▶ _Your goal_
Rewrite everything from the line containing "TARGET = denim jacket" down to the end of the data, switching "wholly" to "entirely" and changing nothing else.

▶ _Point annotation dataset records_
>> BEGIN
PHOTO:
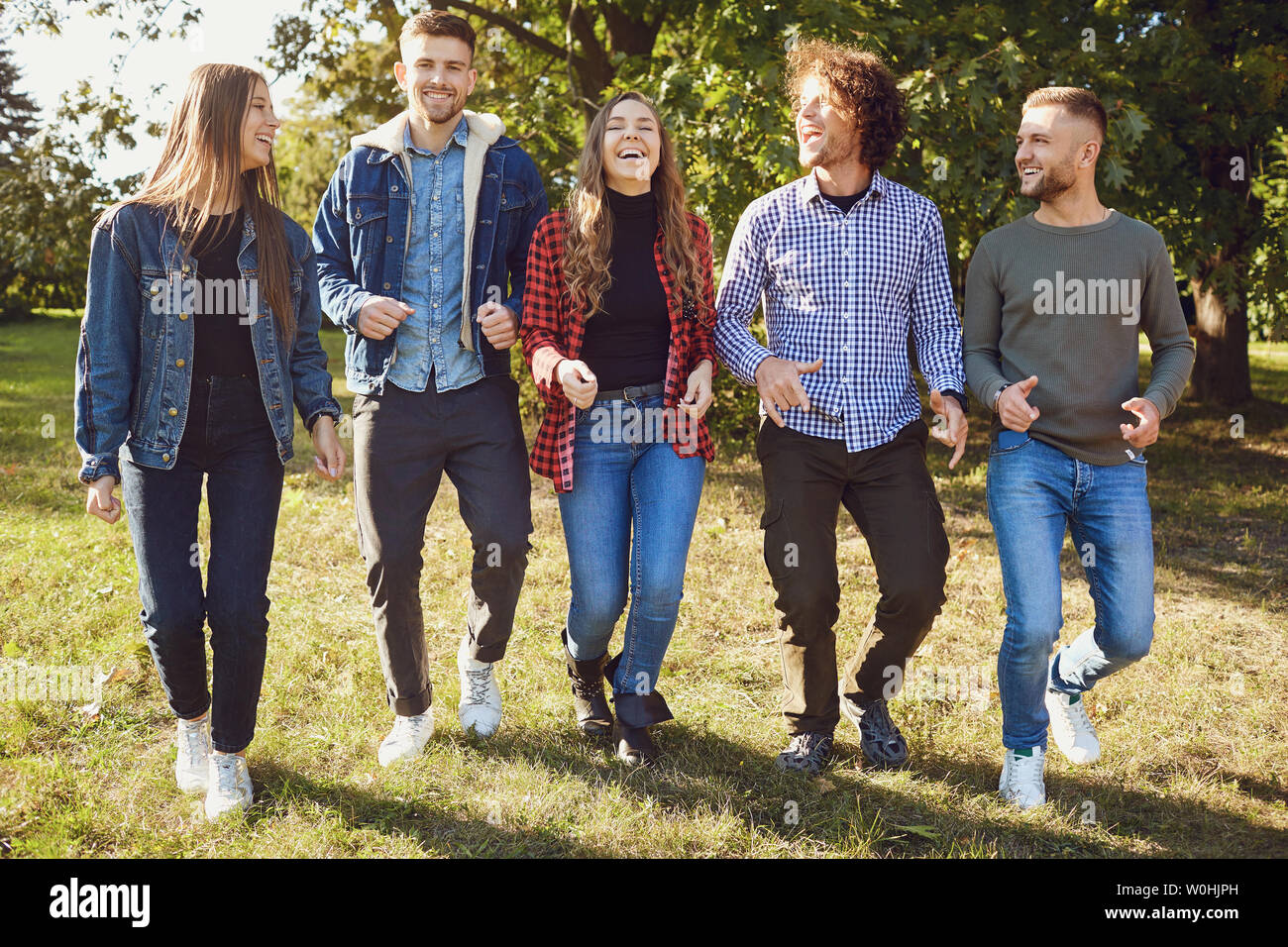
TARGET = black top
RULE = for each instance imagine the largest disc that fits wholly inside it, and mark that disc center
(222, 331)
(845, 201)
(629, 341)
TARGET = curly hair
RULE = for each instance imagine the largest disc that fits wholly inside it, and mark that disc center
(861, 86)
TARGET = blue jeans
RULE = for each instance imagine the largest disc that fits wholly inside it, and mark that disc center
(1034, 492)
(621, 483)
(228, 442)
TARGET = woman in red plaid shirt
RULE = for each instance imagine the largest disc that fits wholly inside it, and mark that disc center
(617, 329)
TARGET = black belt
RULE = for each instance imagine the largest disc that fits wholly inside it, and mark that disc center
(631, 392)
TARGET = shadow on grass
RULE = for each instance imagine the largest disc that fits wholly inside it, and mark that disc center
(703, 774)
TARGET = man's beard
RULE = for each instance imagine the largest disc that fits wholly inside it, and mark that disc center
(1052, 183)
(832, 153)
(437, 112)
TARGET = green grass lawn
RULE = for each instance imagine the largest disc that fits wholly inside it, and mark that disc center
(1196, 759)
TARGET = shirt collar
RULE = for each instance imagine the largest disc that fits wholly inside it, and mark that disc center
(462, 136)
(809, 187)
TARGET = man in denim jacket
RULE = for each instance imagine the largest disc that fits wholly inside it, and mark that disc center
(421, 243)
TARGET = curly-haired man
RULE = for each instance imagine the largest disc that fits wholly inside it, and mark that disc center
(845, 263)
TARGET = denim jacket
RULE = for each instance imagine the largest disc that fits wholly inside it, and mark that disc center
(134, 363)
(362, 227)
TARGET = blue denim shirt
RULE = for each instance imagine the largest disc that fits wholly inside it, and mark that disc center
(430, 338)
(361, 237)
(134, 361)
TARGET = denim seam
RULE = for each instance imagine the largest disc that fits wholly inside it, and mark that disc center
(635, 585)
(1093, 581)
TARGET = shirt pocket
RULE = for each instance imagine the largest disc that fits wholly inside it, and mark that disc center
(369, 224)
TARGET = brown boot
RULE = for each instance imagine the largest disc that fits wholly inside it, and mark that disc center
(593, 718)
(635, 714)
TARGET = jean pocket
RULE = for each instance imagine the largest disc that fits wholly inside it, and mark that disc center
(996, 450)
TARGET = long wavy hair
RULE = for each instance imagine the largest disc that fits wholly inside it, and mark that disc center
(589, 232)
(200, 169)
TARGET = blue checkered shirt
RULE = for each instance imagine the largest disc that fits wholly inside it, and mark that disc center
(844, 287)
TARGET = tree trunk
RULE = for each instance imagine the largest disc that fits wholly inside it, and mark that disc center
(1222, 372)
>> END
▶ _Exercise solution_
TARGET = denim jacket
RULE = for each instance imagine the largest disc that fits entirely inside it, and mark that disc center
(134, 363)
(362, 227)
TARGET = blue denim shirt
RULE = for each instance imagine the largest disc that fits entirely inside it, and mark that disc center
(430, 338)
(361, 237)
(134, 361)
TARGET = denim seam
RULE = for each instance imagine the largest disc that fits entirely inside it, and mark that disc center
(635, 585)
(1093, 581)
TARGET = shirt pocket
RULE = for each instance imagine the largest disc that fits entirely inside it, and mark that disc center
(369, 224)
TARGET = brown boot
RULE = for each instance imagine the largest disc that fits entirely inside it, and mark that disc center
(593, 718)
(635, 714)
TARGET = jean pocket
RULE = for each instance imagine the largest disc that fits entirely inside it, and mark that disc center
(996, 450)
TARGET = long wavy hair
RULE = for each instance imagine the largest disc that fits entirely inside it, and mark that disc center
(589, 232)
(200, 169)
TARGET = blue checkered shirt
RULE = for each instance imagine the largest disc that fits entirely inside it, and mark that disc center
(844, 287)
TARGET = tree trunk
RULE = for each instance imagine the largest disc that fits entirely inside it, and mark that disc center
(1222, 372)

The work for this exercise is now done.